**Page extract**:
§

Seeing is Believing: Authority

Seeing is Believing: Authority

Jesus Has Authority

Mark 1:21-28

Rev. Tim Callow

Preached Sun. January 31, 2021

I was a Boy Scout, growing up. Every summer I’d go with my troop to camp. We jumped around from camp to camp. But one of the camps we frequented had a particularly hard instructor at the rifle range. All us boys were afraid of him. He took no nonsense, and had all the personality of R. Lee Ermey. No one disobeyed his orders. The rumor among the boys was that he was a former marine drill sergeant. If he was, it showed. So imagine my surprise when I went to high school and he was teaching history and geography. I had expected him to run the classroom with all the discipline and authority he ran the rifle range. But as it turned out of all the teachers I had in high school, he had the hardest time managing the classroom. It was his philosophy that he would answer any question the students asked. Which meant he talked about the bell curve and penguin bowling just about every week. I saw students playing card games during his lectures. 

When he was at the rifle range, he was a man with authority. And while he was feared, he was also respected. But when he stepped into the classroom whatever it was he had in him that gave him his authority melted away. He didn’t summon it. And because he didn’t summon it the hour I had in his class tended to be the wildest of the day.

We all know authority when we see it. Sometimes authority is toxic or rotten, as in the case of a tyranny. But more often authority is freely offered or freely given. It is something people simply have, and isn’t challenged. My rifle instructor simply had authority, and it was a good thing too. A rifle range instructor at a scout camp better be strict for everyone’s safety. Mark this morning wishes to emphasize Jesus’ authority. An authority Jesus possesses to this day. An authority that will be undeniable when he comes again in glory.

We are told Jesus entered the synagogue on the sabbath to teach. The congregation was astounded by his teaching, they had never heard anything like it. Mark tells us he taught as one having authority, not like one of the scribes. No wonder. As I talked about last week, Jesus announces the coming of the Kingdom of God. He comes with a word unlike any other word. Not something to be evaluated, sifted through, criticized. But a word to be believed or rejected, pondered or scorned. He comes with all the authority of the Kingdom of God. The scribes could only talk about the word, Jesus could bring it.

Mark wants us to better understand the nature of Jesus’ authority, and the power of the Kingdom of God. So he shows us that authority in action. As it happens there is, in the synagogue, a man possessed by an unclean spirit. We might imagine that man had been in the synagogue every sabbath for the past how many years. But the unclean spirit that was within him never made a peep. The spirit could remain silent before the scribes. But Jesus comes speaking about God’s reign, with all the authority of God. The spirit cannot take it, it shrieks!

§

(Referring expression pointing data)
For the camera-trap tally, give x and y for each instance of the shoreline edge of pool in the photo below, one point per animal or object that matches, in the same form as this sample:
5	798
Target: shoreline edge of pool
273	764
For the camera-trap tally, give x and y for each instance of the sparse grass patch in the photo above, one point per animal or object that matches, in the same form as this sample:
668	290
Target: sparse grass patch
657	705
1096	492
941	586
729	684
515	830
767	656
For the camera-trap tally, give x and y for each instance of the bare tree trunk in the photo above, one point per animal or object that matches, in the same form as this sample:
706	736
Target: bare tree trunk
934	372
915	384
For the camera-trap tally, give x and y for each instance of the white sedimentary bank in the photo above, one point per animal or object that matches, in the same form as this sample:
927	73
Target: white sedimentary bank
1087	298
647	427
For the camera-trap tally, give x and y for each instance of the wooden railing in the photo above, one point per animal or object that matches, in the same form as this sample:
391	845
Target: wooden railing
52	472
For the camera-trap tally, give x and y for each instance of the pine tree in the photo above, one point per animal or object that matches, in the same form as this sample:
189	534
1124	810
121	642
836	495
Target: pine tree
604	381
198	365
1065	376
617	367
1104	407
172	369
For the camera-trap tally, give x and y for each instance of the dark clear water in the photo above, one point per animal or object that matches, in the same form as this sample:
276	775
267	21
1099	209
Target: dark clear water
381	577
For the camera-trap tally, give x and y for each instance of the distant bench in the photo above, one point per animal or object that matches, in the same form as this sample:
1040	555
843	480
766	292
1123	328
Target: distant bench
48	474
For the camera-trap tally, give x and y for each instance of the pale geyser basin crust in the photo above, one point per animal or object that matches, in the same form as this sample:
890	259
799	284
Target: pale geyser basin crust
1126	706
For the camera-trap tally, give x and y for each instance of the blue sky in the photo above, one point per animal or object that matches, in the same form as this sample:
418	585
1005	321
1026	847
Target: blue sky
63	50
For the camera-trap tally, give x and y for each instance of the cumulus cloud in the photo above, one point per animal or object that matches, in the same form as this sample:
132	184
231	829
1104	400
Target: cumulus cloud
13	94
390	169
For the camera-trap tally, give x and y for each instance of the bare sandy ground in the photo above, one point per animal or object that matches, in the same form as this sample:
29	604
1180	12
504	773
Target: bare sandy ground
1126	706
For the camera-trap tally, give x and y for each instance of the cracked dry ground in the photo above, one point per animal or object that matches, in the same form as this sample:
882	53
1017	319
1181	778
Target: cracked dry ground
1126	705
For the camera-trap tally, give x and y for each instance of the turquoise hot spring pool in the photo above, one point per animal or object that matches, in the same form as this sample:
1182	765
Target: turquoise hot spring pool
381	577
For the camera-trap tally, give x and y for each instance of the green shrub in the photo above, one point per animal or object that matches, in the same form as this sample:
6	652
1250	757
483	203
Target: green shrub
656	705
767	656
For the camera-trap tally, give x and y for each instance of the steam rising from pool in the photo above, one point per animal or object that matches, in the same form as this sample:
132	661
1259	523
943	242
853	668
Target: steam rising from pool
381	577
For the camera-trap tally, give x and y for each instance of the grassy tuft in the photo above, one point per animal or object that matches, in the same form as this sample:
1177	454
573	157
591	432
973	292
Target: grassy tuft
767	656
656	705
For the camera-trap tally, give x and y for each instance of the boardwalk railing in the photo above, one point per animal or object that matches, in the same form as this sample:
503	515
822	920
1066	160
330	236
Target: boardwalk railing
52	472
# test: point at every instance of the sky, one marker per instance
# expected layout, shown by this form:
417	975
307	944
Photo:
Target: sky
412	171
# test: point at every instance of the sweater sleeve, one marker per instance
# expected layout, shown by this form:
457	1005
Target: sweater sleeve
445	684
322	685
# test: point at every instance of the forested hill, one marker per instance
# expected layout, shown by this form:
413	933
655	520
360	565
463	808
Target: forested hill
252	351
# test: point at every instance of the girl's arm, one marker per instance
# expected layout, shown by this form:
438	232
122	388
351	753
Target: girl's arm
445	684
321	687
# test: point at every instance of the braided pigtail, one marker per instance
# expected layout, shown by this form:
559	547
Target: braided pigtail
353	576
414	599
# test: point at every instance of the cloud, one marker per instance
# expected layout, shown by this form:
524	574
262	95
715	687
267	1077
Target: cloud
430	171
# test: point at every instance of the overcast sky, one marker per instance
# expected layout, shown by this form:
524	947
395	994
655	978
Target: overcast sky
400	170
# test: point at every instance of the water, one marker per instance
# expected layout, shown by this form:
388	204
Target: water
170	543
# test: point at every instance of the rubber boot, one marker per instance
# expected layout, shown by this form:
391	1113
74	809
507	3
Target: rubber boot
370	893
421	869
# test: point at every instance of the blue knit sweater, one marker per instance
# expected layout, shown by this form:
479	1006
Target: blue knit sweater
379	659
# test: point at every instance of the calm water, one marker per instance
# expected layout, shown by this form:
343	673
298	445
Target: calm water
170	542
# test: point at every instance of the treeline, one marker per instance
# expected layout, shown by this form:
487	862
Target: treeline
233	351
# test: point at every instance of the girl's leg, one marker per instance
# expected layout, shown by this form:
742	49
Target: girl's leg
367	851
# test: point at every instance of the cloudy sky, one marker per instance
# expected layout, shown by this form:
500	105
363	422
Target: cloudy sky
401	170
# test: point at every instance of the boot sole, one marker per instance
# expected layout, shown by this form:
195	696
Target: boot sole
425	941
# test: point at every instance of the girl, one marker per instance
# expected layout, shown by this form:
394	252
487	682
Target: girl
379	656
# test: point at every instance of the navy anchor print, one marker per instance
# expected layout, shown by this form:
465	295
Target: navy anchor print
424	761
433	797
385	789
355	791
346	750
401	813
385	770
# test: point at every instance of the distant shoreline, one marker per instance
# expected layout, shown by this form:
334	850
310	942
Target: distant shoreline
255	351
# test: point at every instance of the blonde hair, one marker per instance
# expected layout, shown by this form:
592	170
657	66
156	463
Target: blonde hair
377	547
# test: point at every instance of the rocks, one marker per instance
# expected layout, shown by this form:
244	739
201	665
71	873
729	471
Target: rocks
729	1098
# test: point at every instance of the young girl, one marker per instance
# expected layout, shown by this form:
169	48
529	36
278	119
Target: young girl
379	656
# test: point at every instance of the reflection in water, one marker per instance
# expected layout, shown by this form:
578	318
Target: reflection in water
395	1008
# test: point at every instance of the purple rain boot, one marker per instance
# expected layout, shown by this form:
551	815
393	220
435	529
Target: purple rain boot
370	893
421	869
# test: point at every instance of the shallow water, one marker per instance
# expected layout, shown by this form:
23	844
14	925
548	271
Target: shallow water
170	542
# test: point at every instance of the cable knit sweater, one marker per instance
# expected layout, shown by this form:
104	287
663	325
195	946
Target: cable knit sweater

§

**Exercise tasks**:
A) Rewrite the sermon on Jesus' authority from "Mark wants us" up to and including "it, it shrieks!", replacing "unclean spirit" with "impure spirit".
B) Answer these questions about the sermon on Jesus' authority:
(i) Which scripture passage is listed for the sermon?
(ii) What subjects did the former rifle range instructor teach in high school?
(iii) On what day did Jesus enter the synagogue to teach?

**Answers to the problems**:
A)
Mark wants us to better understand the nature of Jesus’ authority, and the power of the Kingdom of God. So he shows us that authority in action. As it happens there is, in the synagogue, a man possessed by an impure spirit. We might imagine that man had been in the synagogue every sabbath for the past how many years. But the impure spirit that was within him never made a peep. The spirit could remain silent before the scribes. But Jesus comes speaking about God’s reign, with all the authority of God. The spirit cannot take it, it shrieks!

B)
(i) Mark 1:21-28
(ii) History and geography
(iii) The sabbath